▶ [EXERCISE]: Copy out every line below that contains the word "Target". Uppercase and lowercase letters count as different.

■ ■ ■ ■ ■ ■ ■

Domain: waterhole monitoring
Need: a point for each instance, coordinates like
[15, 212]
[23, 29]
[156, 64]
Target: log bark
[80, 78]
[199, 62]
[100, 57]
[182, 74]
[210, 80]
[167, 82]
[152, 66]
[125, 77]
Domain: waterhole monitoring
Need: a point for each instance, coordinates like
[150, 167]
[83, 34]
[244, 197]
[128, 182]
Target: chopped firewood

■ ■ ■ ■ ■ ■ ■

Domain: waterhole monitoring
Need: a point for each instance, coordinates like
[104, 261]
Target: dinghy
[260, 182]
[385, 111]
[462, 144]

■ ■ ■ ■ ■ ■ ■

▶ [SOLUTION TO THIS PROBLEM]:
Target: log bark
Target: chopped firewood
Target: dinghy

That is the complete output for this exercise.